After kicking off our unexpected trip Down Under with a visit to Sydney, we caught a flight to Melbourne and spent the next three days winding past the sandstone cliffs, the windswept beaches and the koala-filled canopies of the Great Ocean Road.
The world-famous coastal highway hugs 320 kilometers of coastline between Melbourne and Adelaide and is carved into sheer cliffs that drop away into the ocean. Constructed as a work project for veterans returning from World War I, the Great Ocean Road is often regarded as the world’s largest war memorial.
Many people visit Australia’s Great Ocean Road in one day. However, racing around hairpin turns and zooming past lookout points in order to reach the Twelve Apostles, would mean missing out on some of the drive’s most memorable highlights.
We spent three days along the Great Ocean Road and took our leisurely time driving the route between Geelong and Port Fairy. Along the way, we admired jaw-dropping coastal scenery and kept our eyes peeled for koalas, kangaroos and colorful birds.
Day One: From Geelong to Apollo Bay
We began our coastal journey in the town of Geelong, about an hour west of Melbourne. Setting out from Geelong allowed us to avoid the notorious rush hour traffic of Australia’s second largest city and gave us the freedom to enjoy our first day’s drive at an unhurried pace.
The winding coastal highway between Geelong and Apollo Bay brought us past precipitous landscapes and dramatic, windswept beaches. With each hairpin turn, we came face to face with towering cliffs and crashing waves. Some of the best surfing beaches in the world are located on this stretch of road.
Since we had no intention of leaving Australia without at least one kangaroo sighting, we stopped at the Anglesea Golf Course for a near-guaranteed opportunity of seeing Australia’s beloved marsupials. Nicknamed by National Geographic as the “Kangaroo Golf Club,” the Anglesea Golf Club houses more than 300 kangaroos. It didn’t take long before we spotted a troop of them darting around the putting green.
The kangaroos at Anglesea are attracted to the nitrogen-rich grasses of the golf course. Though there is a fence around the fairways, the animals can come and go as they please.
Satisfied with our animal encounters, we hopped back in the car and continued toward Lorne. Along the way, we stopped to admire the views at a number of places, including Point Addis, Arley’s Inlet and Teddy’s Lookout.
Lorne is a charming town that sits at the conflux of beach and rainforest. The seaside village is full of bustling cafes, unique boutiques and delicious fish and chips joints. We found it to be the perfect place to grab a bite to eat before heading onward, toward Kennet River.
Prior to driving the Great Ocean Road, I spent a lot of time researching where to see koalas. I’d expected challenges in spotting the eucalyptus-eating fur balls amongst the thickets of trees and wanted to maximize my chances of leaving Australia with at least one sighting.
Yet, though I expected my search for koalas to mirror my unsuccessful attempts at finding sloths in Panama, Kennett River did not disappoint. In fact, we had hardly pulled into the parking lot before spotting our first koala. Within minutes, we found furry friends everywhere we looked.
After nearly filling our memory cards with photos of cuddly animals, we retired at the lovely Eco YHA Hostel in Apollo Bay for the night and prepared for a full day of driving and sightseeing the following morning.

Dataset excerpt
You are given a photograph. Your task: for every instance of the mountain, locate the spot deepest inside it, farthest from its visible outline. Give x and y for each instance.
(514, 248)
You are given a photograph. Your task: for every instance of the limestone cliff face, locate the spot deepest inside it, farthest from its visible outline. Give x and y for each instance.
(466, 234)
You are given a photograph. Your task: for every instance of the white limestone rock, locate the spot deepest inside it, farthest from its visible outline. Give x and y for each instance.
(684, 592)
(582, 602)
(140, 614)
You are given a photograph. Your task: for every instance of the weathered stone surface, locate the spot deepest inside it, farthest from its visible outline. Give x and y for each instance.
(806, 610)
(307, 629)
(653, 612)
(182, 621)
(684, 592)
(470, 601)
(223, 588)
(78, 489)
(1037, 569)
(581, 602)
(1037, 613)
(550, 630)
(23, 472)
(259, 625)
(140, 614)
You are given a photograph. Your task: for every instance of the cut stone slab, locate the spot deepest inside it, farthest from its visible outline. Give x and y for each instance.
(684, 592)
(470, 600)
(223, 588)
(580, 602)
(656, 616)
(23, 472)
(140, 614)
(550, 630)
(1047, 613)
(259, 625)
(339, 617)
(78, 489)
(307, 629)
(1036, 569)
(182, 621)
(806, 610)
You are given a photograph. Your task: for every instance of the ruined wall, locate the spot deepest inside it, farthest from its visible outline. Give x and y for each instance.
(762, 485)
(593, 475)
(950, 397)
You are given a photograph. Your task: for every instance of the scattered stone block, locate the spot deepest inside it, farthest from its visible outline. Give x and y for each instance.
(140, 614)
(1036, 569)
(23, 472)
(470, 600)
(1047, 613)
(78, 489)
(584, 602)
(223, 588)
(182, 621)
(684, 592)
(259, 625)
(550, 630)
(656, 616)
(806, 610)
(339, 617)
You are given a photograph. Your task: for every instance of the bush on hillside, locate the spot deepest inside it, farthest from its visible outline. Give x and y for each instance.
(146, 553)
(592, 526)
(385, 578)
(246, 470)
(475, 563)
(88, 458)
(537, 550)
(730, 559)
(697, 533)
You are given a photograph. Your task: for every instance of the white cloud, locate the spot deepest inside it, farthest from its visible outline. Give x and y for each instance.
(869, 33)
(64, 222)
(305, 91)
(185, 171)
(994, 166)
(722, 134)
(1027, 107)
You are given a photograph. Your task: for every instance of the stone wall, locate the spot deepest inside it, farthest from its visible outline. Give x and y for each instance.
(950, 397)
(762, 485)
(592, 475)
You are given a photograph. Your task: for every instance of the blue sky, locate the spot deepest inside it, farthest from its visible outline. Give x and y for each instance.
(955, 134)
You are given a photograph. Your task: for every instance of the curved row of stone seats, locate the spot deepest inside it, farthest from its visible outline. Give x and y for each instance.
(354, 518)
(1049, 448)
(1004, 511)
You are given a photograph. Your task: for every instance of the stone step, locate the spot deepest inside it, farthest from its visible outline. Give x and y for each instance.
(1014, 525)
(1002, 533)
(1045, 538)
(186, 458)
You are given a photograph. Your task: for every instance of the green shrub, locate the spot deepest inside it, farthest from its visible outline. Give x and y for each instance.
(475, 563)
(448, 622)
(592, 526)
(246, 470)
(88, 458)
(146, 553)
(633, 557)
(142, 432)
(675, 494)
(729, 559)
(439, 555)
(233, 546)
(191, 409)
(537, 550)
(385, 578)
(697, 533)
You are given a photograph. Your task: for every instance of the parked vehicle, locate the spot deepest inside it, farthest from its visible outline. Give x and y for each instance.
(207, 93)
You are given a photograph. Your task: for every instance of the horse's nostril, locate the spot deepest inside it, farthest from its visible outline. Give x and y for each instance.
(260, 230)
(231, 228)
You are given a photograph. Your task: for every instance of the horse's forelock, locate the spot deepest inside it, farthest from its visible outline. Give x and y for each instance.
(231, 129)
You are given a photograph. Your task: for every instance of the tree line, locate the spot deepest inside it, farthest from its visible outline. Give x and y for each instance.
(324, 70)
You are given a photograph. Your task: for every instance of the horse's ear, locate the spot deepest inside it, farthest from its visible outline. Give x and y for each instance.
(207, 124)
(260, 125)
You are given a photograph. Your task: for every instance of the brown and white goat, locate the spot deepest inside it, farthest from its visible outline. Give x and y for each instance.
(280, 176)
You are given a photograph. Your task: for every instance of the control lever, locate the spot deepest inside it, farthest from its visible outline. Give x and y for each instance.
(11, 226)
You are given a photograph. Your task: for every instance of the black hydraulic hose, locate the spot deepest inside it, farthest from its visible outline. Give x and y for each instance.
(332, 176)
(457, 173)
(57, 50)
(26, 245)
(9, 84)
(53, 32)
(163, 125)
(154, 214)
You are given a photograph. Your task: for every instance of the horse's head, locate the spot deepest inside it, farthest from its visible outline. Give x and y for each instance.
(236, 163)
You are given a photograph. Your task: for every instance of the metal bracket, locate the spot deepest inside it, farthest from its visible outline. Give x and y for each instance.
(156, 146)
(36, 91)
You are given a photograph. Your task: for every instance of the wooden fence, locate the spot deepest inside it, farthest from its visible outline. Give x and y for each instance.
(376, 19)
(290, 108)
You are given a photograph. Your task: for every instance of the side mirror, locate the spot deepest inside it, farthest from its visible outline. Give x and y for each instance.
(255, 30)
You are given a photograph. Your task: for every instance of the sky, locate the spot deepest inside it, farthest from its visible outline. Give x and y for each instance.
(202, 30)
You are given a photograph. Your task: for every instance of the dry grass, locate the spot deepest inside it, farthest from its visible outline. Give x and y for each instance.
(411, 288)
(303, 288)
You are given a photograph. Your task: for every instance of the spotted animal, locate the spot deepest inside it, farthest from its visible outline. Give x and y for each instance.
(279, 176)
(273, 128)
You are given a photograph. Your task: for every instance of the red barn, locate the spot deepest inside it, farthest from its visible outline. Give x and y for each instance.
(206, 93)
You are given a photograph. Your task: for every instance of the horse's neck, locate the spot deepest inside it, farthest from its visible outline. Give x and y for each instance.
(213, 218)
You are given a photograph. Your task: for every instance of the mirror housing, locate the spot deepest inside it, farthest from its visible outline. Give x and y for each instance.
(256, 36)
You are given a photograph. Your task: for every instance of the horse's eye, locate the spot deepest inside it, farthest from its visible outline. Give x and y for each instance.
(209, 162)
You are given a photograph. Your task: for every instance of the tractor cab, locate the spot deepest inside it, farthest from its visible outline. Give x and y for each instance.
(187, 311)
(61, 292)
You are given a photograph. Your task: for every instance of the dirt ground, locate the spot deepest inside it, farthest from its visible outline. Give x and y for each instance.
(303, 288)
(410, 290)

## [Set problem]
Copy the stretch of the Great Ocean Road account from "After kicking off" through "Great Ocean Road.", putting "Perth" wherever "Sydney" appears. None of the lines in the dataset excerpt are needed here.

## [Completed exercise]
After kicking off our unexpected trip Down Under with a visit to Perth, we caught a flight to Melbourne and spent the next three days winding past the sandstone cliffs, the windswept beaches and the koala-filled canopies of the Great Ocean Road.